Extracted records:
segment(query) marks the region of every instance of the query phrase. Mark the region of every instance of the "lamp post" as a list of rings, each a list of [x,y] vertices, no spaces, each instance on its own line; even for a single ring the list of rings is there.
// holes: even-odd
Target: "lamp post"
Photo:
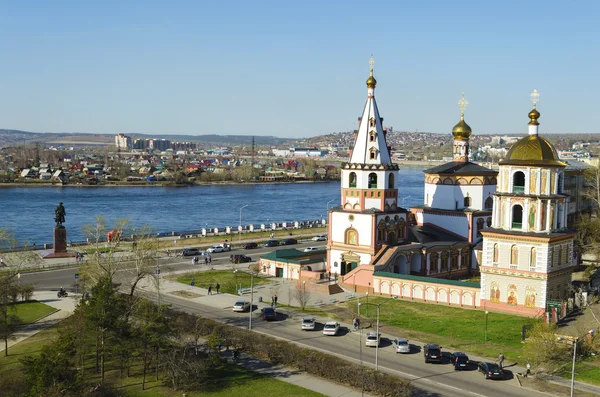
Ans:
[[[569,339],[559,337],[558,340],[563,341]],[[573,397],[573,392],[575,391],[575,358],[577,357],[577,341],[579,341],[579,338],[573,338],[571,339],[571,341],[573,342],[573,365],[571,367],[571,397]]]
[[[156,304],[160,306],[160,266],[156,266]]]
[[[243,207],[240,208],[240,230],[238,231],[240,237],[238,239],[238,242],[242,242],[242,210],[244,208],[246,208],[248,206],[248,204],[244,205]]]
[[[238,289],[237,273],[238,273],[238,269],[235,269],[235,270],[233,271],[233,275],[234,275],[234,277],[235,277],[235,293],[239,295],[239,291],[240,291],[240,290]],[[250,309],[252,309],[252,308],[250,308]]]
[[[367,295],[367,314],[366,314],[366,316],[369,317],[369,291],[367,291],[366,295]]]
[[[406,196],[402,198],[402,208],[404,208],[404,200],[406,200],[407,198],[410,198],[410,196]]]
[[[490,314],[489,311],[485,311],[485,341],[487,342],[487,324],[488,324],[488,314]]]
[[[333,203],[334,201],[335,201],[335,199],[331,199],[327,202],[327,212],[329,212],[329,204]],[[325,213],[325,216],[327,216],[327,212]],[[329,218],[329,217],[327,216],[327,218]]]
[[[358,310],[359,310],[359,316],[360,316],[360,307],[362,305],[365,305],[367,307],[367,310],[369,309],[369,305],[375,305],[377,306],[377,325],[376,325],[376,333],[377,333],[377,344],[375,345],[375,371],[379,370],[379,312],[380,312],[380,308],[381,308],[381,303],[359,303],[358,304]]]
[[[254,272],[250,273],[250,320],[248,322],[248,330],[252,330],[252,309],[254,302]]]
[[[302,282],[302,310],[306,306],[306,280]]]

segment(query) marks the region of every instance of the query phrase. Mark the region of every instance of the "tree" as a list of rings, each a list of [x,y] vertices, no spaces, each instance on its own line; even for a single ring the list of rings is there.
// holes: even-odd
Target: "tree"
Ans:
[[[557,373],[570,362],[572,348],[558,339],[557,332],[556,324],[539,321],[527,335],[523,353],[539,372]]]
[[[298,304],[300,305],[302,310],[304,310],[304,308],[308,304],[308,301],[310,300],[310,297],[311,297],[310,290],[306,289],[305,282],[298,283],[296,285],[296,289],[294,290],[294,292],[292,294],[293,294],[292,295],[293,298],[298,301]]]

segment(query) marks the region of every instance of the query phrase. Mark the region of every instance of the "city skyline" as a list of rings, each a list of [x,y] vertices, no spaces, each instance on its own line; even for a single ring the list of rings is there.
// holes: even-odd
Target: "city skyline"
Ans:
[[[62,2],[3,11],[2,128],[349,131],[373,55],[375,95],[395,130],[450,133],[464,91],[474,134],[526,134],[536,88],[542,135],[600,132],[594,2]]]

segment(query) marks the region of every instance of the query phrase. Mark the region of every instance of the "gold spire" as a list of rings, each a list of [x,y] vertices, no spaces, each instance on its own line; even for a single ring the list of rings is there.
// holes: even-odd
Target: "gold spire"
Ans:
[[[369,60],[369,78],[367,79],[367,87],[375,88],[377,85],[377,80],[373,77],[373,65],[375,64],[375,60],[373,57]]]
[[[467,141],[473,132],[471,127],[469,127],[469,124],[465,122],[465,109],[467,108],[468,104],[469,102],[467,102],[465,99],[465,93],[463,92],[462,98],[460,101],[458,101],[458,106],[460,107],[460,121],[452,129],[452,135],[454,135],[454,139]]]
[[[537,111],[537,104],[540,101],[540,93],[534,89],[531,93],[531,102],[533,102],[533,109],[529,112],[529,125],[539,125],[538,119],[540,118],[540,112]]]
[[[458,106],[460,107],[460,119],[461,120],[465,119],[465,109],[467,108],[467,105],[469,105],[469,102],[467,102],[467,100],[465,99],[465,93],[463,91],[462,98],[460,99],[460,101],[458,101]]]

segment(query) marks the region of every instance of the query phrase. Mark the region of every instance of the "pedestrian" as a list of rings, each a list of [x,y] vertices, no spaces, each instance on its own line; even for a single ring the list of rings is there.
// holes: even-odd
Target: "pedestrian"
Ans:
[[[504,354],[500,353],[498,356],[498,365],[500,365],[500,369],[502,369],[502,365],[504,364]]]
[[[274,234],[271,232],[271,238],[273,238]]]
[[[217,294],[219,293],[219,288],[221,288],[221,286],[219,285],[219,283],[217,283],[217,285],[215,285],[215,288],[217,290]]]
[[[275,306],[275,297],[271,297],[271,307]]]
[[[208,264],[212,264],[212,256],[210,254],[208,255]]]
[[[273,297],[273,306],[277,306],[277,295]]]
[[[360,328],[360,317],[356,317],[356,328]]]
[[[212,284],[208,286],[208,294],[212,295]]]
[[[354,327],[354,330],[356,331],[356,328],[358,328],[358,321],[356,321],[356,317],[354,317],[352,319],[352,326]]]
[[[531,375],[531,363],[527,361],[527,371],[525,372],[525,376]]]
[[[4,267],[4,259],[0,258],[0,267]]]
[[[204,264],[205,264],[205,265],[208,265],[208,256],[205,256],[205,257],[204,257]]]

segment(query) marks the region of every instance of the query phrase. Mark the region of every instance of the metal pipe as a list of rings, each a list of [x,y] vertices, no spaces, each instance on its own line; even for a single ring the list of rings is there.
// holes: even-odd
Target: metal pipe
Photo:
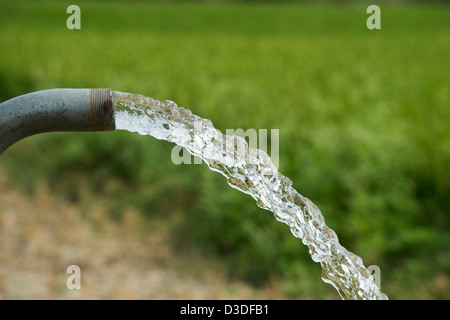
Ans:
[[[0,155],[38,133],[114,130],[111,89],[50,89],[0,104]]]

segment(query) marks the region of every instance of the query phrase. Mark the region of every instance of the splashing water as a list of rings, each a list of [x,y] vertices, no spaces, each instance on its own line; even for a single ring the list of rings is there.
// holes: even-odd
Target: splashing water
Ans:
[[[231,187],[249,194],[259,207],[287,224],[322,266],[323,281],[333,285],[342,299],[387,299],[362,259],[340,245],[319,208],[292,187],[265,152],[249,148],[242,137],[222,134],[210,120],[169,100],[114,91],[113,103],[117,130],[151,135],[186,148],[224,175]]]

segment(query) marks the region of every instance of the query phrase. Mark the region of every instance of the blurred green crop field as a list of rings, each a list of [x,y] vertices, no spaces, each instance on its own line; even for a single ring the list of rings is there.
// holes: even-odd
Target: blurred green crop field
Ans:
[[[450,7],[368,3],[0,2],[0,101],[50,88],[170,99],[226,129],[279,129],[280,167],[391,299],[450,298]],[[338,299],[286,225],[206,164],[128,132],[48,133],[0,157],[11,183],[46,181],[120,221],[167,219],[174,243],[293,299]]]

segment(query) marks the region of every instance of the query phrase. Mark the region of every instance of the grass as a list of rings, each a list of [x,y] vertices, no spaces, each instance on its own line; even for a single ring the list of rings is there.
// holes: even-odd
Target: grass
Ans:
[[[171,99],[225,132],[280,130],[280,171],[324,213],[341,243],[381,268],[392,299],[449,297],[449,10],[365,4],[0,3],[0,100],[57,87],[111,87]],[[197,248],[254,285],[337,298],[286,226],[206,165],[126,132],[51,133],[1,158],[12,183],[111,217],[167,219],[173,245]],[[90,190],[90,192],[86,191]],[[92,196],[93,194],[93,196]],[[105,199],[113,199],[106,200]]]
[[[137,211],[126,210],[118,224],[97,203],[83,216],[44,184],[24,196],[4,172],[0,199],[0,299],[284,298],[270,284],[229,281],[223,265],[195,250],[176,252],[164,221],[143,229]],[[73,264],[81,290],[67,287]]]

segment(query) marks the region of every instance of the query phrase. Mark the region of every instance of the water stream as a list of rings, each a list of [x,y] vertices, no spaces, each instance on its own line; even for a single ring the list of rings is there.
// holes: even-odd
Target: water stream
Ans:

Exercise aim:
Each line of the listing is to be retyped exactly, and its pictures are to be dropped.

Answer space:
segment(query) marks the region of every instance of the query phrase. Mark the region of every instance of the "lamp post" as a list of rings, each a list of [x,y] vertices, no spaces, each instance on its own line; even for a single ring the list of rings is there.
// holes: even-odd
Target: "lamp post"
Photo:
Ans:
[[[569,339],[559,337],[558,340],[563,341]],[[573,397],[573,392],[575,391],[575,358],[577,357],[577,341],[579,341],[579,338],[573,338],[571,339],[571,341],[573,342],[573,365],[571,367],[571,397]]]
[[[156,304],[160,306],[160,266],[156,266]]]
[[[243,207],[240,208],[240,230],[238,231],[240,237],[238,239],[238,242],[242,242],[242,210],[244,208],[246,208],[248,206],[248,204],[244,205]]]
[[[238,289],[237,273],[238,273],[238,269],[235,269],[235,270],[233,271],[233,275],[234,275],[234,277],[235,277],[235,293],[239,295],[239,291],[240,291],[240,290]],[[250,309],[252,309],[252,308],[250,308]]]
[[[367,295],[367,314],[366,314],[366,316],[369,317],[369,291],[367,291],[366,295]]]
[[[406,196],[402,198],[402,208],[404,208],[404,200],[406,200],[407,198],[410,198],[410,196]]]
[[[490,314],[489,311],[485,311],[485,341],[487,342],[487,324],[488,324],[488,314]]]
[[[333,203],[334,201],[335,201],[335,199],[331,199],[327,202],[327,212],[329,212],[329,204]],[[325,213],[325,216],[327,216],[327,212]],[[329,218],[329,217],[327,216],[327,218]]]
[[[358,310],[359,310],[359,316],[360,316],[360,307],[362,305],[365,305],[367,307],[367,310],[369,309],[369,305],[375,305],[377,306],[377,325],[376,325],[376,333],[377,333],[377,344],[375,345],[375,371],[379,370],[379,312],[380,312],[380,308],[381,308],[381,303],[359,303],[358,304]]]
[[[254,272],[250,273],[250,320],[248,322],[248,330],[252,330],[252,309],[254,302]]]
[[[302,282],[302,310],[306,306],[306,280]]]

segment(query) marks the region of every instance of the query phrase. Mark the region of every instance of the "tree" as a list of rings, each a list of [x,y] vertices, no spaces, each instance on its own line; even for a single ring the list of rings is there.
// holes: even-odd
Target: "tree"
Ans:
[[[557,373],[570,362],[572,348],[558,339],[557,332],[556,324],[539,321],[527,335],[523,353],[539,372]]]
[[[298,304],[300,305],[302,310],[304,310],[304,308],[308,304],[308,301],[310,300],[310,297],[311,297],[310,290],[306,289],[305,282],[298,283],[296,285],[296,289],[294,290],[294,292],[292,294],[293,294],[292,295],[293,298],[298,301]]]

segment(query) marks the region of every instance of the query phrase. Mark the region of every instance of the "city skyline" as a list of rings, each a list of [x,y] vertices, no spaces, each instance on its own line; even for a single ring the list of rings is there.
// holes: even-odd
Target: "city skyline"
Ans:
[[[62,2],[3,11],[2,128],[349,131],[373,55],[375,95],[395,130],[450,133],[464,91],[474,134],[526,134],[536,88],[542,135],[600,132],[594,2]]]

segment(query) marks the region of every instance of the query phrase. Mark the region of every instance of the "gold spire" as a list of rings, each a list of [x,y] vertices, no spaces, each instance on its own line; even for a single ring the list of rings is there.
// holes: even-odd
Target: "gold spire"
Ans:
[[[369,60],[369,78],[367,79],[367,87],[375,88],[377,85],[377,80],[373,77],[373,65],[375,64],[375,60],[373,57]]]
[[[467,141],[473,132],[471,127],[469,127],[469,124],[465,122],[465,109],[467,108],[468,104],[469,102],[467,102],[465,99],[465,93],[463,92],[462,98],[460,101],[458,101],[458,106],[460,107],[460,121],[452,129],[452,135],[454,135],[454,139]]]
[[[537,111],[537,104],[540,101],[540,93],[534,89],[531,93],[531,102],[533,102],[533,109],[529,112],[529,125],[539,125],[538,119],[540,118],[540,112]]]
[[[458,106],[460,107],[460,119],[461,120],[465,119],[465,109],[467,108],[467,105],[469,105],[469,102],[467,102],[467,100],[465,99],[465,93],[463,91],[462,98],[460,99],[460,101],[458,101]]]

segment(query) marks the region of every instance of the query phrase. Mark the region of every instance of the "pedestrian" as a list of rings, each a list of [x,y] vertices, no spaces, each instance on its own line; even for a single ring the list of rings is there.
// holes: even-odd
Target: "pedestrian"
Ans:
[[[504,354],[500,353],[498,356],[498,365],[500,365],[500,369],[502,369],[502,365],[504,364]]]
[[[274,234],[271,232],[271,238],[273,238]]]
[[[217,294],[219,293],[219,288],[221,288],[221,286],[219,285],[219,283],[217,283],[217,285],[215,285],[215,288],[217,290]]]
[[[275,306],[275,297],[271,297],[271,307]]]
[[[208,264],[212,264],[212,256],[210,254],[208,255]]]
[[[273,297],[273,306],[277,306],[277,295]]]
[[[360,328],[360,317],[356,317],[356,328]]]
[[[212,284],[208,286],[208,294],[212,295]]]
[[[354,327],[354,330],[356,331],[356,328],[358,328],[358,321],[356,321],[356,317],[354,317],[352,319],[352,326]]]
[[[531,375],[531,363],[527,361],[527,371],[525,372],[525,376]]]
[[[4,267],[4,259],[0,258],[0,267]]]
[[[204,264],[205,264],[205,265],[208,265],[208,256],[205,256],[205,257],[204,257]]]

segment(query) marks the region of every instance of the query phrase. Mark the region of every instance of the metal pipe as a list of rings, each a list of [x,y] vertices, no spaces, each instance on its own line; even for a single ring the list of rings is there.
// holes: even-odd
Target: metal pipe
Photo:
Ans:
[[[0,155],[38,133],[114,130],[111,89],[50,89],[0,104]]]

segment(query) marks the region of every instance of the query phrase. Mark the region of every instance of the splashing water as a list of rings, each a list of [x,y] vertices, no spaces, each instance on its own line; even for a single ring the list of rings is there.
// holes: even-odd
Target: splashing water
Ans:
[[[231,187],[249,194],[259,207],[287,224],[322,266],[323,281],[333,285],[342,299],[387,299],[362,259],[340,245],[319,208],[292,187],[265,152],[249,148],[242,137],[222,134],[210,120],[169,100],[114,91],[113,103],[117,130],[151,135],[186,148],[224,175]]]

segment(query) marks the region of every instance of the query phrase. Mark the region of every instance of the blurred green crop field as a list of rings, each a list of [x,y] vertices, no spaces, each instance on its own line; even for a single ring the list of rings is there.
// holes: even-odd
Target: blurred green crop field
Ans:
[[[450,7],[368,3],[0,2],[0,101],[50,88],[170,99],[226,129],[279,129],[280,167],[391,299],[450,298]],[[338,299],[286,225],[206,164],[128,132],[48,133],[0,157],[11,183],[46,181],[120,221],[167,219],[174,243],[293,299]]]

segment(query) marks the region of every instance of the query phrase. Mark the region of every instance of the grass as a list of rings, each a list of [x,y] vertices, no spaces, each instance on its own line; even for a single ring the list of rings is there.
// holes: even-odd
Target: grass
Ans:
[[[171,99],[225,132],[280,130],[280,171],[324,213],[341,243],[381,268],[392,299],[449,297],[449,10],[365,4],[0,3],[0,100],[57,87],[111,87]],[[197,248],[254,285],[337,298],[286,226],[206,165],[126,132],[51,133],[1,158],[12,183],[111,217],[167,219],[173,245]],[[90,190],[90,192],[86,191]],[[92,196],[93,194],[93,196]],[[105,199],[113,199],[106,200]]]
[[[137,211],[126,210],[118,224],[97,203],[83,216],[44,184],[24,196],[4,172],[0,199],[0,299],[284,298],[270,284],[229,281],[223,265],[195,250],[176,252],[164,221],[143,229]],[[73,264],[81,290],[67,287]]]

segment(query) marks the region of every instance of the query phrase. Mark the region of every instance of the water stream as a list of rings, each a list of [x,y] vertices, no spaces, each instance on its own line; even for a single ring the list of rings is there.
// holes: even-odd
Target: water stream
Ans:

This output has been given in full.